==== ОТРЫВОК ДЛЯ ЧТЕНИЯ ====

Синтетическое письмо

Писатели редко думают о технике письма на начальных этапах своего творчества. Как правило, их интересует смысл и содержание, сюжет. Отображение заложенного в  качестве ДНК объекта. Скорлупа текста. Оболочка. Насытившись легкими достижениями – писатель начинает углубляться. Совершенствует свой словарный запас, построение предложений. Развивает заложенный ранее стиль, пытается всеми силами отмахаться от остальных, прочитанных им, от классиков и кумиров. От золотых тельцов, от популярности. Он ищет себя в себе. Внеприложный к своему телу, своей душе – смысл. Миссию, цель. И тогда уже в рамках паутины гиперсложного узора ограничений, самопоставленных и утонченных настолько, насколько он может это сделать сам, он начинает интересоваться техникой. Которая, как и число здравствующих ныне графоманов, отличается разнообразием и неисчислимым множеством вариантов. Но, как и все в мире перфектное – сводится к иррациональности создания и «золотому сечению», так и обилие техник сводится к «тонкой красной линии» развития дара, данного Богом и генетикой творцу.

Многие говорят о встрече с «чудом» в детстве.  Которое дает первотолчок к рождению в бульоне гиперобостренных чувств таланта и жажды говорить, писать, что одно и то же. «Чудо» может быть разным. Оно может отнять всё, а может дать бесчисленное множество возможностей, прямо сталкивающихся в своих противоположностях с общественной средой, заведующей тем самым бульоном. Я же считаю, что это не «встреча с чудом». Это великая трагедия. Которая постигает человека, заставляя его впервые открыть свой рот. Метафоричный. «В котором видно весь мир». И происходит это не от безысходности или отсутствия вариантов. А скорее вопреки. По своей воле. Человек начинает говорить. Слово за словом. Вопреки миру и всему сразу. Он воспевает мир и свое дарование. Он говорит о том, что ему интересно. О своем взрослении. И верит в свою особенную судьбу. Рациональное умирает, иррациональное постижение мира заполняет душевные пустоты писателя. И наконец, торжествует творчество.

В этот период оно подобно неотесанному камню. Грубо точащему словами пространство бумаги. Сюжет подобен ярким импрессионистским пятнам. Часто он менторски заявляет и безапелляционно, что нет ничего кроме правды, заложенной внутри стены из длинных предложений. Писатель пишет. Почти беспрестанно. И кому-то посвящая. Самое яркое – это проявление его любви в трагедиях душ героев. Пишет от чего-то. От страшных бед, от бед душевных, от одиночества и предательств. Пишет от того, что никто не слышит. Такую технику я называю «мотивационной».

==== ПРЕДОСТАВЛЕННЫЕ ЗАПИСИ ====

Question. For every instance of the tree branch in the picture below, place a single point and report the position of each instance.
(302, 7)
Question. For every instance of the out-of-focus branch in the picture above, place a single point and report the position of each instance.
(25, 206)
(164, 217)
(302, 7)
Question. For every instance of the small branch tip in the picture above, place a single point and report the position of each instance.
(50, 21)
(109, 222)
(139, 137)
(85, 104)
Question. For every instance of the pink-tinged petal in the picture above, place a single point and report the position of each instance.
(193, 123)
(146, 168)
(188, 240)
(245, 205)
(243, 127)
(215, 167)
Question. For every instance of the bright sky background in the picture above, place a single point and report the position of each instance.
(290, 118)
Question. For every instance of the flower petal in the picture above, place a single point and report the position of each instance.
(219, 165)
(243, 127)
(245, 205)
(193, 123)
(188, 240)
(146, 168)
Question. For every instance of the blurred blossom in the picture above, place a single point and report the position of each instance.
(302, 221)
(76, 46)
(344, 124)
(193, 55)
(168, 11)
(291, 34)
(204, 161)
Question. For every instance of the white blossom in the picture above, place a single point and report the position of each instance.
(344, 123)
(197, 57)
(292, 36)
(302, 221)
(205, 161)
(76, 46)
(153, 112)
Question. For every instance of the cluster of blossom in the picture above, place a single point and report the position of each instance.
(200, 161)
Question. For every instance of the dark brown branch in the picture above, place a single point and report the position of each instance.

====
==== ПРЕДОСТАВЛЕННЫЕ ЗАПИСИ ====

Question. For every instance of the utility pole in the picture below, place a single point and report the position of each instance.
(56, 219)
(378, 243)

====
==== ПРЕДОСТАВЛЕННЫЕ ЗАПИСИ ====

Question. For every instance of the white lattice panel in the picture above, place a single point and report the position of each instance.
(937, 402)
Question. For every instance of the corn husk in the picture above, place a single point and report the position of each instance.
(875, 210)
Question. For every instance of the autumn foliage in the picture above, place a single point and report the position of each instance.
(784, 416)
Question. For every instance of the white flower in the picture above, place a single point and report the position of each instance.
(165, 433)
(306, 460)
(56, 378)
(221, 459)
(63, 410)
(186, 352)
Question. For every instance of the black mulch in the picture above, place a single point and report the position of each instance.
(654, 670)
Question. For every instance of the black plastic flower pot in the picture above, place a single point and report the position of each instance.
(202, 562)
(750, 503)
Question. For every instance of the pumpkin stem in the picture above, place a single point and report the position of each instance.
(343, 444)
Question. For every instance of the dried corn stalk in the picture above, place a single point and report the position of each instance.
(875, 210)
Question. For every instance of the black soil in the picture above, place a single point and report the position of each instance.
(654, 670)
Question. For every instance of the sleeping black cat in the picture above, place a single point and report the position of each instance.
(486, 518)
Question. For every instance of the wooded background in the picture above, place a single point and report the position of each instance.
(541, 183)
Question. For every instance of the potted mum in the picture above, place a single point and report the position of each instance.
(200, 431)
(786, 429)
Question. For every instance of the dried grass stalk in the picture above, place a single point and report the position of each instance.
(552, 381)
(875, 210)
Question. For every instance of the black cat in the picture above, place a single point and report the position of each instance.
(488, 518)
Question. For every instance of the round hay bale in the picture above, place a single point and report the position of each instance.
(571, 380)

====

**ЗАДАНИЕ A:**
Соберите из записей все строки со словом «background» и перепишите их без изменений.
**ЗАДАНИЕ B:**
Подхватите отрывок о технике письма и напишите продолжение, начиная сразу после его последнего предложения.

**РЕЗУЛЬТАТ ВЫПОЛНЕНИЯ A:**
Question. For every instance of the bright sky background in the picture above, place a single point and report the position of each instance.
Question. For every instance of the wooded background in the picture above, place a single point and report the position of each instance.

**РЕЗУЛЬТАТ ВЫПОЛНЕНИЯ B:**
Любой источник иссыхает после жаркого лета. Заживающие руки начинают беречь слова. Опуская душу писателя в глубочайшую бездну молчания и кризиса, как это приятно называть. Оглядываясь назад, он видит пустоту и кривые отражения собственных мыслей. «За что бы он ни брался, получалось всегда все меньше и незначительней, чем задумывалось». Разочарование обрывает на корню любой поиск новых средств. «Зачем реализовывать задуманное, если только в голове оно – безупречно». И всё новое – теперь лишь в голове. Но дар и талант не могут умереть внезапно, как от сердечной недостаточности. Они живут и инерционно позволяют писать. Сюжеты теперь практически отсутствуют. Сплошной смысл. Мысли. Горе. Счастье в горе. Желание умереть не родившись. Кривые попытки сказать правду. В которую никто не верит. Никто кроме героев написанной вселенной. Скупые дневниковые тексты – превращают «мотивационную» технику в «word sense»-технику, не приемлющую иррациональность. Она пуста внешне и нагружена внутри.  Антитороид. Из нее нет выхода. Если из кольца можно выйти через вверх или низ, антикольцо – закрывает тебя внутри, подобно оболочке, футляру. Все это – лишь реакция бережливости на путь писателя, похожему на путь Христа к Голгофе.

Возвращение к сюжету происходит в «аффективной» технике. Состояние псевдо-аффекта возникает при использовании тех или иных медиаторов: музыки, света, природы, алкоголя, наркотиков. В зависимости от происхождения медиатора, получают те или иные аффект и тексты соответственно. Писатель понимает свою несвободу от медиаторов, но только они его могут вернуть к жизни. К сюжетам. К способности иррационально закладывать зерно, смысл, в непрямологичные вещи. Самая продуктивная и самая тупиковая одновременно техника. Многое дает и забирает.

Следующая, предзавершающая, техника – техника «смешения». Всё предыдущее, опыт, эмоции, талант – смешивается в единое пространство творчества. Нечеткое, неровное. Но – оно полностью готово для создания настоящего произведения искусства. Большинство из них так и написано. Многие великие умы писали именно в такой технике. Но есть и еще одна. Вершина. Акт чистого творчества. Наиболее подобная механическим процессам.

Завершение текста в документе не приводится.